→ **EXERCICES À RÉSOUDRE**:
#1 Dans le texte sur la Passion du Christ, de quelle édition est tiré le verset coranique cité ?
#2 Poursuivez le texte sur la Passion du Christ à partir de l'endroit où il s'arrête.

→ **TEXTE SOURCE**:
+ + +
Pour
le vingt-huitième cycle du dixième mois de la décade
comprenant
la nuit et le jour :
L'idée
d'une substitution dans la Passion du Christ semble afférente à l'interprétation d'un verset coranique qui le laisse entendre sans
qu'une solution ne soit donné à une telle éventualité – cf. S 4
V 157 à partir de l'édition « Tawḥid » 2007 :
« [
les infidèles ] ont été [ ... ] victime d'une illusion, car même
ceux qui se sont livrés ensuite à des controverses à son sujet
sont encore réduit – faute de preuves – à de simples
conjonctures. »
Cette
éventualité mal fondée puisqu'elle porte en réalité sur la mort
du Christ ne serait que la version mitigée d'une réfutation plus
catégorique qui remettrait en cause sa crucifixion dans le même
verset :
« Nous
[ disent les infidèles ] nous avons tué le Messie – Jésus – [
le ] fils de Marie – [ le ] prophète de Dieu » alors qu'ils
ne l'ont point tué et qu'il ne l'on point crucifié [ ... ] »
+ + +
→ **DONNÉES FOURNIES**:

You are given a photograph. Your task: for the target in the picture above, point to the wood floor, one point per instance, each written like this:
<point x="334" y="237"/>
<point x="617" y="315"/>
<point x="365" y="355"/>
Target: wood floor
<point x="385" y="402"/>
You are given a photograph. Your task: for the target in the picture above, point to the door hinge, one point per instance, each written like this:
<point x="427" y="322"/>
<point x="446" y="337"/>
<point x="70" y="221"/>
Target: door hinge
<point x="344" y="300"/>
+ + +
→ **RÉPONSES DANS L'ORDRE**:
#1 De l'édition « Tawḥid » de 2007.

#2
La
crucifixion semble ici assujettie à l'issue fatale du supplice qu'on lui inflige et
c'est la mort du Christ sur la Croix qui la remet en cause dans le
verset suivant – cf. S 4 V 157 et 158 :
« En
réalité, [ les infidèles ] ne l'on pas tué
mais
c'est Dieu qui la élevé vers Lui car Dieu est Puissant et Sage. »
Ce
que cette élévation met en cause, c'est la mort et donc la
résurrection du Christ – qu'elle que soient les préfigurations
auxquelles se livrent les liturgies chrétiennes – renvoyée « sine
die » à sa parousie pour la fin des temps – cf. S 4 V 159 :
« Il
n'est pas [ un croyant ] parmi les gens [ du Livre ] qui ne croira en
lui avant sa mort et au Jour du Jugement, il se présentera pour
témoigner contre [ les infidèles. ] »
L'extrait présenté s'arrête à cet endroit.